→ **PROBLEM STATEMENT**
Begin at the top of the records below and return each line exactly through the line with "negative clicks: (499, 261) (654, 95)". Skip pictures.

(Collected data)
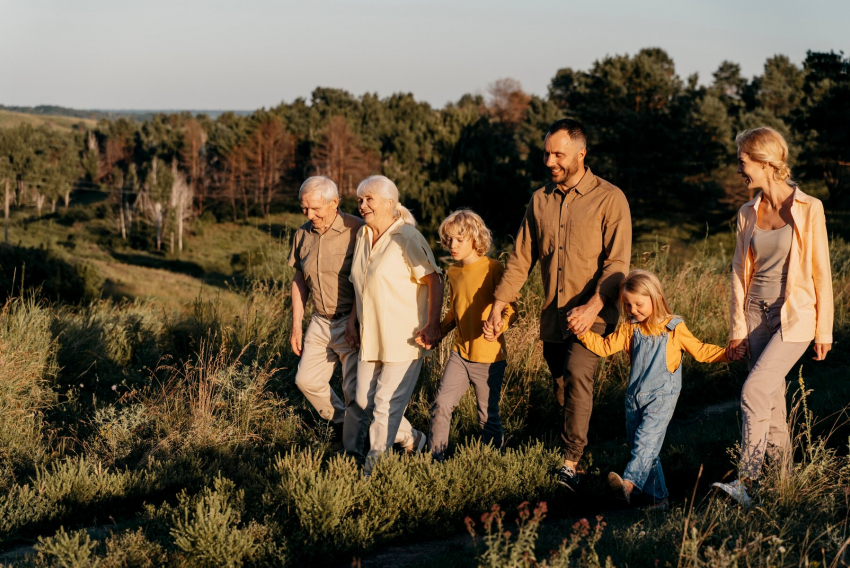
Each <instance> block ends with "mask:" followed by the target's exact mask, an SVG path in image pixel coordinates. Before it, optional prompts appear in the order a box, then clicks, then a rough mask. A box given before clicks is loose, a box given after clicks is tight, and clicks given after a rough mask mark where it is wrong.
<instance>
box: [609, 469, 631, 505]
mask: <svg viewBox="0 0 850 568" xmlns="http://www.w3.org/2000/svg"><path fill="white" fill-rule="evenodd" d="M608 487H610V488H611V491H613V492H614V497H616V498H617V499H619V500H621V501H625V502H626V505H629V504H630V503H631V501H632V495H631V493H629V492H628V491H627V490H626V484H625V482H624V481H623V478H622V477H620V476H619V475H618V474H616V473H614V472H613V471H612V472H611V473H609V474H608Z"/></svg>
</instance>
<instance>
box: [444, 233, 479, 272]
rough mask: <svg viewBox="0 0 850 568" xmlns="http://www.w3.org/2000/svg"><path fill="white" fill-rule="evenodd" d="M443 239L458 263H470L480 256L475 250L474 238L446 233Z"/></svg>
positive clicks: (456, 261) (466, 263) (445, 244)
mask: <svg viewBox="0 0 850 568" xmlns="http://www.w3.org/2000/svg"><path fill="white" fill-rule="evenodd" d="M446 236H447V238H446V240H445V241H444V242H445V245H446V248H447V249H449V253H450V254H451V255H452V259H453V260H454V261H456V262H459V263H460V264H464V265H465V264H470V263H472V262H475V261H476V260H478V259H479V258H481V257H480V256H479V255H478V253H477V252H476V251H475V239H473V238H472V237H469V236H461V235H446Z"/></svg>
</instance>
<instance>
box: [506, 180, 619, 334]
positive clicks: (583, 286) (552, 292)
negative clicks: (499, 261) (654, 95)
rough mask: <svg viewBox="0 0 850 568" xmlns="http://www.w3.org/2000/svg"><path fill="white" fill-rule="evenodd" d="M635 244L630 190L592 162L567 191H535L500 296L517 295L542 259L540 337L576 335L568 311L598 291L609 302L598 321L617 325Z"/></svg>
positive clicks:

→ **OUTPUT FOR THIS EXERCISE**
Each <instance> block ends with "mask:" followed by the target's exact mask, an SVG path in image pixel coordinates. Before it, optional prompts appear in the order a box, then clicks, then a rough mask. A box given before clicks is loose, a box given after clicks is tight, and clicks given after a rough mask mark where it is wrong.
<instance>
box: [609, 469, 631, 505]
mask: <svg viewBox="0 0 850 568" xmlns="http://www.w3.org/2000/svg"><path fill="white" fill-rule="evenodd" d="M608 487H610V488H611V491H613V492H614V497H616V498H617V499H619V500H621V501H625V502H626V505H629V504H630V503H631V501H632V495H631V493H629V492H628V491H627V490H626V484H625V482H624V481H623V478H622V477H620V476H619V475H618V474H616V473H614V472H613V471H612V472H611V473H609V474H608Z"/></svg>
</instance>
<instance>
box: [444, 233, 479, 272]
rough mask: <svg viewBox="0 0 850 568" xmlns="http://www.w3.org/2000/svg"><path fill="white" fill-rule="evenodd" d="M443 239L458 263H470L480 256L475 250L474 238L446 233Z"/></svg>
positive clicks: (456, 261) (466, 263) (445, 244)
mask: <svg viewBox="0 0 850 568" xmlns="http://www.w3.org/2000/svg"><path fill="white" fill-rule="evenodd" d="M446 236H447V238H446V240H445V241H444V242H445V245H446V248H447V249H449V253H450V254H451V255H452V259H453V260H454V261H456V262H459V263H460V264H464V265H465V264H470V263H472V262H475V261H476V260H478V259H479V258H481V257H480V256H479V255H478V253H477V252H476V251H475V239H473V238H472V237H469V236H461V235H446Z"/></svg>
</instance>
<instance>
box: [506, 180, 619, 334]
positive clicks: (583, 286) (552, 292)
negative clicks: (499, 261) (654, 95)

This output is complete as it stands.